Copy the rows below word for word. Start at the line that contains "TARGET = sandy path" and stop after the line that contains "[(198, 239)]".

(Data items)
--- Begin ---

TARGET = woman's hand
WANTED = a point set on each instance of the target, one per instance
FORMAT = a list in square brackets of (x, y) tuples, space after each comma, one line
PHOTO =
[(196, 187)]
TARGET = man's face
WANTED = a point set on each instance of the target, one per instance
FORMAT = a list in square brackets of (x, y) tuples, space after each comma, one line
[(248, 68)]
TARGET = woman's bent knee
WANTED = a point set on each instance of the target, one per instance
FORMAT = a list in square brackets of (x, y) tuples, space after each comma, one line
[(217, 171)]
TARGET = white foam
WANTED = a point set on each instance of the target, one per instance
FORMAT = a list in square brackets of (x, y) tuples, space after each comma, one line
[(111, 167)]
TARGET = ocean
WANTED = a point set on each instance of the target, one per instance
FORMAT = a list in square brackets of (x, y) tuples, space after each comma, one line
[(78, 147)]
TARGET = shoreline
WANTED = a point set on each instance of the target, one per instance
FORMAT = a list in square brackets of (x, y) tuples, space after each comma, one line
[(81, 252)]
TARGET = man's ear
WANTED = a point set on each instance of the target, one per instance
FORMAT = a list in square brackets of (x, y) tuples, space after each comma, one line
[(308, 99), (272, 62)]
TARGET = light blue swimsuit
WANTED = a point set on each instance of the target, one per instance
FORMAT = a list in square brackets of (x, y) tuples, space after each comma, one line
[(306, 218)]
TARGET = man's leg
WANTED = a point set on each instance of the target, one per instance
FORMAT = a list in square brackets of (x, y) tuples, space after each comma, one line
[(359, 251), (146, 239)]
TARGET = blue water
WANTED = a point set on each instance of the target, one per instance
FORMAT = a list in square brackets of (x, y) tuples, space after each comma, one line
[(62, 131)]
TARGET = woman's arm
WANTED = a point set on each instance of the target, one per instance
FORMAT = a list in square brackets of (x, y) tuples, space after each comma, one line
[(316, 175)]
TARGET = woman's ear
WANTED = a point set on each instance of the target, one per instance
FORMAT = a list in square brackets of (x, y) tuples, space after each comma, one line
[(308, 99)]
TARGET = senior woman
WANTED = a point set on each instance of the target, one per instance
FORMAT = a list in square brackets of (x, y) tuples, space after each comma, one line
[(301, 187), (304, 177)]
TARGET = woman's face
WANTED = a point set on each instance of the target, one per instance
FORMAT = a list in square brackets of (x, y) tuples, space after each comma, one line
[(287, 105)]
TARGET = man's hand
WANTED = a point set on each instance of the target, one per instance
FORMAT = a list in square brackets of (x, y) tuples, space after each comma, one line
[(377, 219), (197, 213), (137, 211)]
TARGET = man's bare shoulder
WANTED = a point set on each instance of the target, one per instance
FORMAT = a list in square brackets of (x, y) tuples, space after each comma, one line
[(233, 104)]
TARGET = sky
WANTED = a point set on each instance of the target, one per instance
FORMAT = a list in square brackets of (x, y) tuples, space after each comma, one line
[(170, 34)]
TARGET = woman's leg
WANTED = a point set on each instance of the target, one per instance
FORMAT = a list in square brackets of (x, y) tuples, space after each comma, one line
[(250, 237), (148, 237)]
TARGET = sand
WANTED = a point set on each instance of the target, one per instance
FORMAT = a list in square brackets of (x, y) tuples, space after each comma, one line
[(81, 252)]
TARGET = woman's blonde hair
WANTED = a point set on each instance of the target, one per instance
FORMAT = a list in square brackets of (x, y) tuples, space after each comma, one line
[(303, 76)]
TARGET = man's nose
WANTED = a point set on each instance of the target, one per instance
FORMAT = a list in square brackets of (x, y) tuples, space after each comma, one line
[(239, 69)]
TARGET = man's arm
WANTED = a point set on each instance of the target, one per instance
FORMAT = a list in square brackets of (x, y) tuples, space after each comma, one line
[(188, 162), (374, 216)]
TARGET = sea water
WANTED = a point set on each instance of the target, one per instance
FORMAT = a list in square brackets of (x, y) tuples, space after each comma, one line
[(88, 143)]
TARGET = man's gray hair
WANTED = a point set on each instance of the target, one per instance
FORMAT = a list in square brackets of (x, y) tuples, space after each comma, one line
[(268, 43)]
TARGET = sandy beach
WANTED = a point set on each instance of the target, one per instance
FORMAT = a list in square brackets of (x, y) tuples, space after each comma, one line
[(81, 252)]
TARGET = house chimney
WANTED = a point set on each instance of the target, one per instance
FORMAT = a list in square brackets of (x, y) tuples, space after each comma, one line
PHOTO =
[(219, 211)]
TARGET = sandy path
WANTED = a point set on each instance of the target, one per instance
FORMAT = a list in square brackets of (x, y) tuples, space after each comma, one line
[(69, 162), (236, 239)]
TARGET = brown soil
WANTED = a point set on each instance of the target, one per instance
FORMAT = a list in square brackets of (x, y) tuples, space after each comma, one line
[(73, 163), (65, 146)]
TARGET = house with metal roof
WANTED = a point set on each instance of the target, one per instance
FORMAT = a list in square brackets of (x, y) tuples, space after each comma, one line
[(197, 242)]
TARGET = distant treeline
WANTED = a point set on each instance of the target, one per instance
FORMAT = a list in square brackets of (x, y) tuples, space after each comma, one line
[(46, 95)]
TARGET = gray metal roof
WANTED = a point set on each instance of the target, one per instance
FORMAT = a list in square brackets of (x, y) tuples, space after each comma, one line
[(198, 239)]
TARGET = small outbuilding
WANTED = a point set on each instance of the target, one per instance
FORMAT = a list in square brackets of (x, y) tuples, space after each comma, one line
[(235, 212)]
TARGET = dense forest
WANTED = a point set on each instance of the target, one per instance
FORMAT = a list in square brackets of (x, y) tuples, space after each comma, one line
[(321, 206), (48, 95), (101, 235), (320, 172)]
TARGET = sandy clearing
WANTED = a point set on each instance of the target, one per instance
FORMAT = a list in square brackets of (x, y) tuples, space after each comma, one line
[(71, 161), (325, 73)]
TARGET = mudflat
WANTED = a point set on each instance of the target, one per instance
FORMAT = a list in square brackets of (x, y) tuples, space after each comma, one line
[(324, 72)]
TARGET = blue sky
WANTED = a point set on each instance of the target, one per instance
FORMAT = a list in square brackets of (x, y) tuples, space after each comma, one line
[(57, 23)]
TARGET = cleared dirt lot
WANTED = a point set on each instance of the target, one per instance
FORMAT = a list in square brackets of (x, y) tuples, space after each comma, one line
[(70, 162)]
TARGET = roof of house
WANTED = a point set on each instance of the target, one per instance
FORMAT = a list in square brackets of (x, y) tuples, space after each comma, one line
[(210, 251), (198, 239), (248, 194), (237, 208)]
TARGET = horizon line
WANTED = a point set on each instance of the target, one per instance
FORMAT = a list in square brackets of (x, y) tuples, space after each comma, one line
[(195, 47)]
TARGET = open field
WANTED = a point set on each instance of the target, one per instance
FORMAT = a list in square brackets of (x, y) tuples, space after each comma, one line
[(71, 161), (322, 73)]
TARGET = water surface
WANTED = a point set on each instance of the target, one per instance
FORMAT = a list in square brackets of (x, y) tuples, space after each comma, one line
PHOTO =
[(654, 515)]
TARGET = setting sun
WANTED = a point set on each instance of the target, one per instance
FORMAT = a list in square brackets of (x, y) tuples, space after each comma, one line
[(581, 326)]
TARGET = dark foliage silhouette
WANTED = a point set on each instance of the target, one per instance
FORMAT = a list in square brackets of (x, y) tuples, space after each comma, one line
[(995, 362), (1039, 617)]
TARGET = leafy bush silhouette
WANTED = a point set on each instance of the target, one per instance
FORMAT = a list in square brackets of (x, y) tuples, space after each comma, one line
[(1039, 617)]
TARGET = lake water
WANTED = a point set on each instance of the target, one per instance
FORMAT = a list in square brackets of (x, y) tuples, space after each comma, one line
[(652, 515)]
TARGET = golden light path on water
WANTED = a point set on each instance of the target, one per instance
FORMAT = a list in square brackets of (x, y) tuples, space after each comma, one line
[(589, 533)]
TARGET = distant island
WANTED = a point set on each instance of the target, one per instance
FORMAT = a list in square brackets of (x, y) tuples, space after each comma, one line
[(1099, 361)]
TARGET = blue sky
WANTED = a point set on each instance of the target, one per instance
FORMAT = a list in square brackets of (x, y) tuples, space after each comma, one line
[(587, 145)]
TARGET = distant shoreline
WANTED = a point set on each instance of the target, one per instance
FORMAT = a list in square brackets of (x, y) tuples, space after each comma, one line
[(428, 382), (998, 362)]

--- End ---

> COMPLETE OUTPUT:
TARGET = sandy path
WANTED = a point set on each instance of the target, one per instance
FORMAT = a list in square brackets of (x, y) tuples, space after each comma, one line
[(69, 162), (236, 239)]
TARGET = brown soil
WANTED = a point set on each instance of the target, one per instance
FORMAT = a list in square brackets of (x, y) tuples, space after each comma, one line
[(73, 163), (65, 146)]
TARGET = house with metal roof
WANTED = a point set on each instance of the target, one per instance
FORMAT = a list in square brackets of (x, y) tuples, space after each comma, one line
[(197, 242)]
TARGET = distant treeline
WANTED = a point set on each instance of the target, one per instance
FORMAT = a list in square brackets of (x, y) tuples, space after each comma, one line
[(46, 95)]
TARGET = gray metal roof
WANTED = a point set on each instance of the target, one per instance
FORMAT = a list in square brackets of (x, y) tuples, space after each comma, one line
[(198, 239)]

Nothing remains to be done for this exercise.